-- What the exercise asks --
Extend the text on semiconductor band-gaps for Far-UVC LEDs, picking up right after its final sentence.

-- Text provided --
The wavelength of light emitted by an LED is a material property of the semiconductor used. Each semiconductor has a band-gap which corresponds to the wavelength of light LEDs emit.
It seems likely that anything in the range of between, say, 205-225nm would be fine for skin-safe Far-UVC LEDs. So we need a band-gap of somewhere around 5.5 to 6 electron-volts. And we have options. Here’s a list of some semiconductors and band-gaps; https://en.wikipedia.org/wiki/List_of_semiconductor_materials.
Blue LEDs use Gallium nitride, with a band-gap of 3.4 eV. Figuring out how to grow and then use Gallium nitride for LEDs won the discoverers a Nobel Prize - so finding how to make new LEDs will probably also be hard. https://www.nature.com/articles/nphoton.2014.291
Aluminum nitride alone has a band gap of 6.015 eV, with light emitted at 210nm. So Aluminum nitride would be perfect… but LEDs from AlN are mediocre. https://physicsworld.com/a/leds-move-into-the-ultraviolet/
Current tech that does pretty well for Far-UVC LEDs uses AlGaN; Aluminium gallium nitride. And when alloyed, AlGaN gives an adjustable band-gap, depending on how much aluminum there is.
Unfortunately, aluminum gallium nitride alloys only seem to work well down to about 250nm, a bunch higher than 222nm. This needs to get much better. Some experts said a 5-10x improvement is likely, but it will take years.
That’s also not really enough for the best case, universal usage of really cheap disinfecting LEDs all around the world. It also might not get much better, and we’ll be stuck with very low efficiency Far-UVC LEDs, at which point it’s probably better to keep using Excimer lamps.

-- Recorded data --

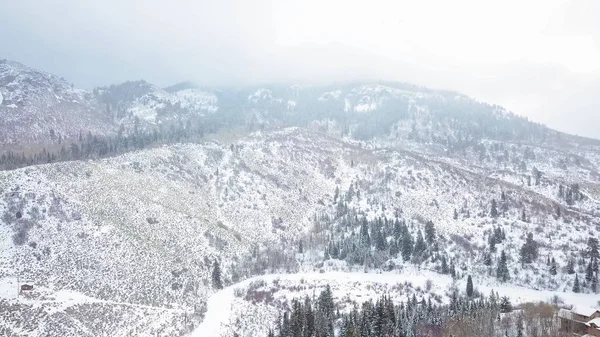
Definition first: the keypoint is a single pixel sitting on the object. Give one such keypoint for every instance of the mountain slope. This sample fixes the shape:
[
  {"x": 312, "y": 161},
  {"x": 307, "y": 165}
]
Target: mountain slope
[
  {"x": 38, "y": 107},
  {"x": 292, "y": 179},
  {"x": 145, "y": 228}
]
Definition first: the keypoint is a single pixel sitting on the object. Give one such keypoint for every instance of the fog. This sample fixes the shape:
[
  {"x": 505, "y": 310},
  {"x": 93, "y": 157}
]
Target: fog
[{"x": 539, "y": 58}]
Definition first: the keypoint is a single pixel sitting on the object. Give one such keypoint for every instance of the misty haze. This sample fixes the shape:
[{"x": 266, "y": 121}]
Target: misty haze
[{"x": 300, "y": 168}]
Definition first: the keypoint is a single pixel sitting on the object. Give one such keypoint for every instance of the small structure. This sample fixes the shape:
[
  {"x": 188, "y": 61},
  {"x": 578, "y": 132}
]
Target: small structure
[{"x": 580, "y": 321}]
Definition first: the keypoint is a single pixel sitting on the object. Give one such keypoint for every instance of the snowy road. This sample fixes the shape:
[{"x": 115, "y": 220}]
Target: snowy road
[{"x": 219, "y": 304}]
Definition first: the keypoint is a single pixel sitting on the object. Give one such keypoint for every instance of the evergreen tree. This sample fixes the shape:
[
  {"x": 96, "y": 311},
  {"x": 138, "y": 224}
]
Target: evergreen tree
[
  {"x": 469, "y": 287},
  {"x": 529, "y": 250},
  {"x": 520, "y": 326},
  {"x": 589, "y": 274},
  {"x": 420, "y": 245},
  {"x": 444, "y": 265},
  {"x": 407, "y": 246},
  {"x": 505, "y": 305},
  {"x": 216, "y": 276},
  {"x": 430, "y": 233},
  {"x": 502, "y": 272},
  {"x": 487, "y": 259},
  {"x": 576, "y": 286},
  {"x": 571, "y": 266},
  {"x": 494, "y": 211},
  {"x": 553, "y": 267}
]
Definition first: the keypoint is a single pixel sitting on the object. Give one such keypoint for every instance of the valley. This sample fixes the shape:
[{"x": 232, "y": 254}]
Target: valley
[{"x": 372, "y": 188}]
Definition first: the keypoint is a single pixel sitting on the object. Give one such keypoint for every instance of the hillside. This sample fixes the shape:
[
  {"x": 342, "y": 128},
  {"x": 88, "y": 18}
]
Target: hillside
[
  {"x": 40, "y": 107},
  {"x": 350, "y": 178}
]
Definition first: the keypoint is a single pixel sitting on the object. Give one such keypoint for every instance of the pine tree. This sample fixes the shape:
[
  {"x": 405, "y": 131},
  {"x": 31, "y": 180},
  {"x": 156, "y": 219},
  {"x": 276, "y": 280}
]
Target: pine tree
[
  {"x": 502, "y": 272},
  {"x": 505, "y": 305},
  {"x": 420, "y": 245},
  {"x": 407, "y": 246},
  {"x": 576, "y": 286},
  {"x": 553, "y": 267},
  {"x": 487, "y": 259},
  {"x": 529, "y": 250},
  {"x": 571, "y": 266},
  {"x": 216, "y": 276},
  {"x": 469, "y": 287},
  {"x": 430, "y": 233},
  {"x": 444, "y": 265},
  {"x": 494, "y": 211},
  {"x": 520, "y": 326},
  {"x": 589, "y": 272}
]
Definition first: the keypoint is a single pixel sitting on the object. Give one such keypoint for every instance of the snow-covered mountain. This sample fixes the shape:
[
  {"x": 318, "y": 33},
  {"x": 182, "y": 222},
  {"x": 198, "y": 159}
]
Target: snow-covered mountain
[
  {"x": 38, "y": 107},
  {"x": 128, "y": 244},
  {"x": 154, "y": 105}
]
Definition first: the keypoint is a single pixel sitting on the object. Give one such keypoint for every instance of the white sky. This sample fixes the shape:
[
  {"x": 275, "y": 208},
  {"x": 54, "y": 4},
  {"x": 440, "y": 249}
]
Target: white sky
[
  {"x": 534, "y": 56},
  {"x": 445, "y": 32}
]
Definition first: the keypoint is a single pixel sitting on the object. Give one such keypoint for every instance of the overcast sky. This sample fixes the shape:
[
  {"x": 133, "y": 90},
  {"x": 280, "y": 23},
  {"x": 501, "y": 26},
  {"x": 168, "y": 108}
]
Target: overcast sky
[{"x": 539, "y": 58}]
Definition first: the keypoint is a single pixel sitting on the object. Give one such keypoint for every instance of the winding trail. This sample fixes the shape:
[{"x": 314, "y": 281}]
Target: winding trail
[{"x": 219, "y": 304}]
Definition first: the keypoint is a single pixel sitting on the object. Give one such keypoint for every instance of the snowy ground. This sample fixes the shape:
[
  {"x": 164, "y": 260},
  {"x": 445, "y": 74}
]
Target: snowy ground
[{"x": 224, "y": 306}]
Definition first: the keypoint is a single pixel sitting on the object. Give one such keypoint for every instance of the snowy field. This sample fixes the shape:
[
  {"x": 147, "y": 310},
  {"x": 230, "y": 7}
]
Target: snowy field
[{"x": 227, "y": 313}]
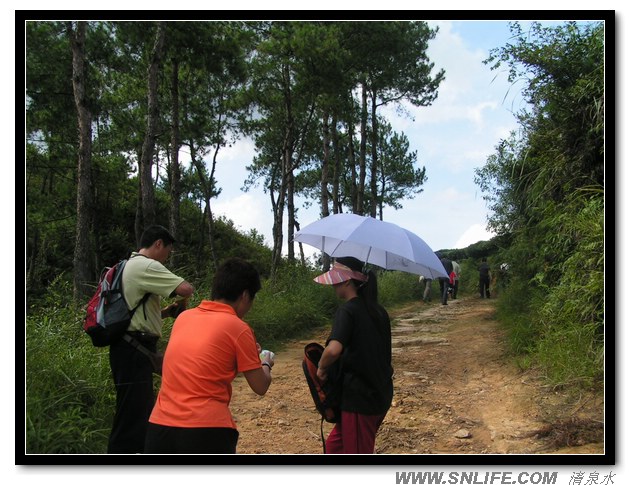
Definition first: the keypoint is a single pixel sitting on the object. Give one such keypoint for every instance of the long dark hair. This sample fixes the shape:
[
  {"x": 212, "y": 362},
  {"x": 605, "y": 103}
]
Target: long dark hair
[{"x": 368, "y": 292}]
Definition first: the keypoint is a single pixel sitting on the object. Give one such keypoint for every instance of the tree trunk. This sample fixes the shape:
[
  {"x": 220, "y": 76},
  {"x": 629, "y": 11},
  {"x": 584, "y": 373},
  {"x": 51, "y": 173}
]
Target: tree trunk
[
  {"x": 374, "y": 164},
  {"x": 82, "y": 248},
  {"x": 362, "y": 151},
  {"x": 354, "y": 195},
  {"x": 207, "y": 188},
  {"x": 324, "y": 181},
  {"x": 146, "y": 186},
  {"x": 336, "y": 167}
]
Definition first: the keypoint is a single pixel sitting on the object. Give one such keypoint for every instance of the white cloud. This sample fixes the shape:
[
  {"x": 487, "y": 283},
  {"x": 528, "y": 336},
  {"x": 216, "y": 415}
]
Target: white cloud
[{"x": 247, "y": 212}]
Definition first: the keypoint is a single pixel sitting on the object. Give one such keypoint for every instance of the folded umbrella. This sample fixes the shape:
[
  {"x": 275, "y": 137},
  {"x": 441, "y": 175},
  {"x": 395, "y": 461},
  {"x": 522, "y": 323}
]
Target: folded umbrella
[{"x": 373, "y": 241}]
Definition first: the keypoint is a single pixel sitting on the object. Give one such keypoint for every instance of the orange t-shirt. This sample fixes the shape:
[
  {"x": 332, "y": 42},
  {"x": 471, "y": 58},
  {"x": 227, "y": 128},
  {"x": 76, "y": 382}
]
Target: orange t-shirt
[{"x": 208, "y": 347}]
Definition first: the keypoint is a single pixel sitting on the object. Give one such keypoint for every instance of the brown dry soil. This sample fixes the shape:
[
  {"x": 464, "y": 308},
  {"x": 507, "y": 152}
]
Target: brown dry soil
[{"x": 456, "y": 391}]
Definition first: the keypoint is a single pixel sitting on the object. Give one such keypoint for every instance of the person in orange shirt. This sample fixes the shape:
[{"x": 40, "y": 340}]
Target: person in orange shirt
[{"x": 208, "y": 347}]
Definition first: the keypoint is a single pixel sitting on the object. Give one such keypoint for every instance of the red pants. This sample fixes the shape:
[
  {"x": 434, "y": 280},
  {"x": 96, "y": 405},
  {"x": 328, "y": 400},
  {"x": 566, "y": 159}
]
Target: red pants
[{"x": 355, "y": 433}]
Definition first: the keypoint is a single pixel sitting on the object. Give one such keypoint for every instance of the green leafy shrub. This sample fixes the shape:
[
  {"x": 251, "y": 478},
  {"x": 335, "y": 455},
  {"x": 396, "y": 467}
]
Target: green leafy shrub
[{"x": 69, "y": 396}]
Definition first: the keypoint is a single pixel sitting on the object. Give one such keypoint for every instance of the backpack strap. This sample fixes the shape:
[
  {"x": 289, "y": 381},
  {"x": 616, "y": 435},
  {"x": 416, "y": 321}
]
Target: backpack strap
[{"x": 154, "y": 357}]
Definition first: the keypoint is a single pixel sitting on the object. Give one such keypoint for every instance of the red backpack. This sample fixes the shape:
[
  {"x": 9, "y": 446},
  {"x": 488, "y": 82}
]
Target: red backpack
[{"x": 108, "y": 316}]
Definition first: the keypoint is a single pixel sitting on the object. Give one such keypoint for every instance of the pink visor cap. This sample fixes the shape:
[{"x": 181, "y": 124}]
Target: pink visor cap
[{"x": 338, "y": 274}]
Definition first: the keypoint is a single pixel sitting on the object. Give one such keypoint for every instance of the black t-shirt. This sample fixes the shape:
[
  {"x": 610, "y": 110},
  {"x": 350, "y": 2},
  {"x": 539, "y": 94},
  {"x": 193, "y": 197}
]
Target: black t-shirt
[
  {"x": 448, "y": 265},
  {"x": 484, "y": 270},
  {"x": 366, "y": 361}
]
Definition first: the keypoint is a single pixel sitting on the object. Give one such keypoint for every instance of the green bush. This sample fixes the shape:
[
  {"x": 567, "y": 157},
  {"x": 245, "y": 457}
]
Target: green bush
[{"x": 69, "y": 395}]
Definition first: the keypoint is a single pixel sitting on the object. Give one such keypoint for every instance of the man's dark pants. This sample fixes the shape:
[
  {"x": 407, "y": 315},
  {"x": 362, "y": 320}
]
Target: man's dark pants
[{"x": 133, "y": 378}]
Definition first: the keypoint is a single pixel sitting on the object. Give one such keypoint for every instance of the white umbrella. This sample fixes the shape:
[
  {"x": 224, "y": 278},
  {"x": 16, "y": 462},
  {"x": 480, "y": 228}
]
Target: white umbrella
[{"x": 372, "y": 241}]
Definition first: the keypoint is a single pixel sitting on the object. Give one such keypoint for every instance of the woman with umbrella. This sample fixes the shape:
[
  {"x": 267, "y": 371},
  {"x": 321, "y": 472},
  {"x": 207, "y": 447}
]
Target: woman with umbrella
[{"x": 359, "y": 351}]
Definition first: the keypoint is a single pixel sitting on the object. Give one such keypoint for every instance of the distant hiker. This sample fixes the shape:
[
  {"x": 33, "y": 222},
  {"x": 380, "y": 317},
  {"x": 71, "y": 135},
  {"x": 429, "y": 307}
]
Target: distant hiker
[
  {"x": 445, "y": 281},
  {"x": 360, "y": 343},
  {"x": 132, "y": 370},
  {"x": 484, "y": 279},
  {"x": 426, "y": 284},
  {"x": 457, "y": 270},
  {"x": 208, "y": 347}
]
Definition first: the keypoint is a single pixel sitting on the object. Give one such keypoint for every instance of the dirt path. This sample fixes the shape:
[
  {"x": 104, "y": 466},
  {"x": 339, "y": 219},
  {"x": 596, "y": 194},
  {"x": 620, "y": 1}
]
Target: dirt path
[{"x": 455, "y": 392}]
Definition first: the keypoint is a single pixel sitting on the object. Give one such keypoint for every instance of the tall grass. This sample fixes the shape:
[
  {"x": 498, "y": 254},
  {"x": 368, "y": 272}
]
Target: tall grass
[
  {"x": 69, "y": 398},
  {"x": 557, "y": 324}
]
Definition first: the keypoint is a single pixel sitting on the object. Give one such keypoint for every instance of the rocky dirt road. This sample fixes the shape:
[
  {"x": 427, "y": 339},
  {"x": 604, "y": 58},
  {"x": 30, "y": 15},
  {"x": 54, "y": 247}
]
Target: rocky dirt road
[{"x": 455, "y": 392}]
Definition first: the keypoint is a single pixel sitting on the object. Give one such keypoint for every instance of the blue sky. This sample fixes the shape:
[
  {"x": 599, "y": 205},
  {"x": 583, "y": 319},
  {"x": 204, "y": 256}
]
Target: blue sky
[{"x": 455, "y": 135}]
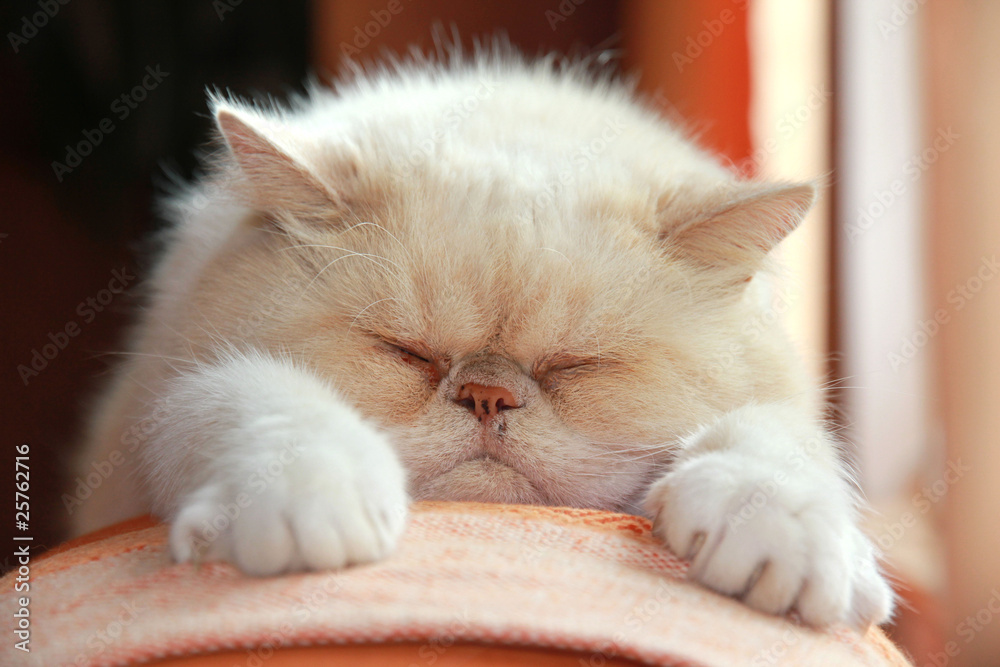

-- Output of the task --
But fundamental research into other semiconductor materials could allow much better Far-UVC LEDs. One candidate is hexagonal Boron nitride crystals. Another is diamond - which I don’t think will be practical to work with or build LEDs from, but “Diamond LEDs” sound awesome.
If we do find a new promising material, getting a good manufacturing process to make it and create the PN junctions will be critical. And unlike AlGaN, advances in other areas won’t provide benefits for a new material.
Plus we won’t have the existing knowledge of how to make it work. Remember the Nobel-prize for Blue LEDs? It’s hard to figure this stuff out. But people haven’t had a strong reason to do so - disinfecting air changes that.
There’s a bunch of cool physics and simulation tech that lets research explore which possible semiconductors could be viable. That seems very worth doing, in case AlGaN doesn’t work, or something better can be found.
Unfortunately, there’s another (half) problem, which is really the first problem again. Remember, whichever LED semiconductor material we find that works, if we find any, probably won’t emit light at the same wavelengths as KrCl excimer lamps.
How do different light sources affect safety? We don’t know exactly. A better LED is likely to be higher output than 222nm lights, and will be at a slightly different wavelength. We might even need entirely new safety studies done at whichever new wavelength we find.
And even if we get those safety studies, getting from there to commercial viability will take time - and it’s unclear how expensive or difficult it will be to make these new LEDs.
This is not to say I’m pessimistic about the idea! I think there’s a >50% chance we find LED materials that work at significantly better than 10% efficiency, are cheap, and are safe for humans. (Conditional on 222nm being found safe.) But it’s a decade or more away.
That’s OK. We can plan for a decade or more in the future. As attention to the areas grows, people are doing exactly that. So as usual, I’m excited that the future will be awesome, and can be made much safer than the present, at least from biorisks.
But we definitely don’t want to fool ourselves into assuming there is a silver bullet around the corner. And even once it’s around, it won’t eliminate the need for multi-layered protection against future pandemics - and we should be investing in those other parts now as well.